PROBLEM TO WORK ON
Your task is to give the data again, exactly, with every line intact.

(Rows from a pointing dataset)
▶

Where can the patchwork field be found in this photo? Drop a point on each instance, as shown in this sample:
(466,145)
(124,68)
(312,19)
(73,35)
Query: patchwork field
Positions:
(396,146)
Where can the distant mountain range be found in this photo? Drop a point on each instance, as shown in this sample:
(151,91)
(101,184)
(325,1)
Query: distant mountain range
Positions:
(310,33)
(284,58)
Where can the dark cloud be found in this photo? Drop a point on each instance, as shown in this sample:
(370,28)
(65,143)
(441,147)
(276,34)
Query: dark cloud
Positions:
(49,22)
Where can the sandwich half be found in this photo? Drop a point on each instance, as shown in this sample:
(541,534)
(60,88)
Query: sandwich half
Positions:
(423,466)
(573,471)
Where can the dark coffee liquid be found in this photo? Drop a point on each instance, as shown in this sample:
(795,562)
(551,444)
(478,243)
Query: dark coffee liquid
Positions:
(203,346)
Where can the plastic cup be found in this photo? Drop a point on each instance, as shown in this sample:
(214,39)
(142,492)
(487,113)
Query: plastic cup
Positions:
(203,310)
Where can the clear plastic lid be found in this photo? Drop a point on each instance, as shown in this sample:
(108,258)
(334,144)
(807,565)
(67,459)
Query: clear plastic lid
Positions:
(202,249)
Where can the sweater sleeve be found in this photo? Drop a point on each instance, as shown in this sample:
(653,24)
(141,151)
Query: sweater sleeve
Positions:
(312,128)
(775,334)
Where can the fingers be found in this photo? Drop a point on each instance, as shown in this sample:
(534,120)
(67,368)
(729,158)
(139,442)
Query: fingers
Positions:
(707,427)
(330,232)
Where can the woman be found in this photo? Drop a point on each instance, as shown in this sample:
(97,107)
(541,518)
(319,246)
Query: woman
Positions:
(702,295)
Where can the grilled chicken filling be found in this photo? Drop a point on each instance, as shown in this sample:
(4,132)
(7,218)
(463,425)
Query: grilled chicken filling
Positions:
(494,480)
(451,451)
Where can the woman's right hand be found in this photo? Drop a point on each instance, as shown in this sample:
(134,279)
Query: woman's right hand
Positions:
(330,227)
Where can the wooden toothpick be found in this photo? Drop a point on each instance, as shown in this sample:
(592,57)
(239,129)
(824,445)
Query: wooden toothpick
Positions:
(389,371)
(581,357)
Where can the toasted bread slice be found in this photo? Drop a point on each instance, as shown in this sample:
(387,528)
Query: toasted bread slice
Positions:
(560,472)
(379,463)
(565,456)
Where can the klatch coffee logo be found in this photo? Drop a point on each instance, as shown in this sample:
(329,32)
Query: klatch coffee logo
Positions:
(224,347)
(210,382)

◀

REPLY
Where can the patchwork field be found in this photo? Drop a point on each instance, as shown in this sample:
(466,145)
(124,68)
(312,19)
(73,35)
Query: patchwork field
Positions:
(396,146)
Where can the distant mountain range be found in this photo? Drop a point on each instance, as shown in this sample:
(151,91)
(101,184)
(325,1)
Query: distant mountain range
Positions:
(310,33)
(284,58)
Where can the dark cloud be found in this photo? Drop a point on each instance, as shown in this sample:
(370,28)
(65,143)
(441,147)
(276,34)
Query: dark cloud
Positions:
(49,22)
Where can the sandwich half be found in this photo? Drop a point on each instance, as shown in this sample:
(541,534)
(60,88)
Query: sandwich half
Positions:
(423,466)
(573,471)
Where can the dark coffee liquid be found in this photo? Drop a point on each instance, as shown in this sample:
(795,562)
(551,444)
(478,243)
Query: dark coffee liquid
Positions:
(203,346)
Where can the plastic cup be found in this photo? Drop a point on each instance, as shown in this sample:
(214,39)
(142,492)
(487,113)
Query: plastic cup
Positions:
(203,310)
Where can the clear plastic lid be found in this photo? Drop a point on each instance, as shown in this sample:
(108,258)
(334,144)
(807,565)
(67,459)
Query: clear plastic lid
Positions:
(202,249)
Where can the sweater sleeve be found in this photo? Drop a point on each instance, as shown in this sample:
(653,24)
(141,151)
Query: sweater sleeve
Positions:
(312,128)
(775,334)
Where can the fingers be found in this photo? Drop a point on each instance, as shown in this sample:
(534,120)
(67,368)
(729,158)
(139,442)
Query: fingers
Positions:
(707,427)
(330,232)
Where can the woman be found in this photo? Drop a point on each instance, as shown in this sample:
(97,107)
(541,518)
(319,246)
Query: woman
Positions:
(702,295)
Where can the grilled chicken filling be found in this photo? Drop a point on each instance, as shown in this sample:
(4,132)
(7,218)
(463,425)
Query: grilled chicken filling
Positions:
(494,480)
(451,451)
Where can the woman's right hand be found in this photo? Drop a point on each instance, as shown in this sample:
(134,279)
Query: woman's right hand
Positions:
(330,227)
Where can the wooden toothpick be found in this photo? Drop a point on each instance, as shown in this sample:
(592,57)
(239,129)
(824,445)
Query: wooden toothpick
Positions:
(389,371)
(581,357)
Where can the toasted bread slice be found in this photo? Drop a point on each instance, as shown in this sample:
(387,528)
Query: toasted bread slice
Positions:
(560,472)
(379,463)
(565,456)
Where can the klatch coffee logo be found in this photo? Drop a point on each instance, as shown in this sample:
(329,32)
Query: klatch coffee logo
Positions:
(224,347)
(210,382)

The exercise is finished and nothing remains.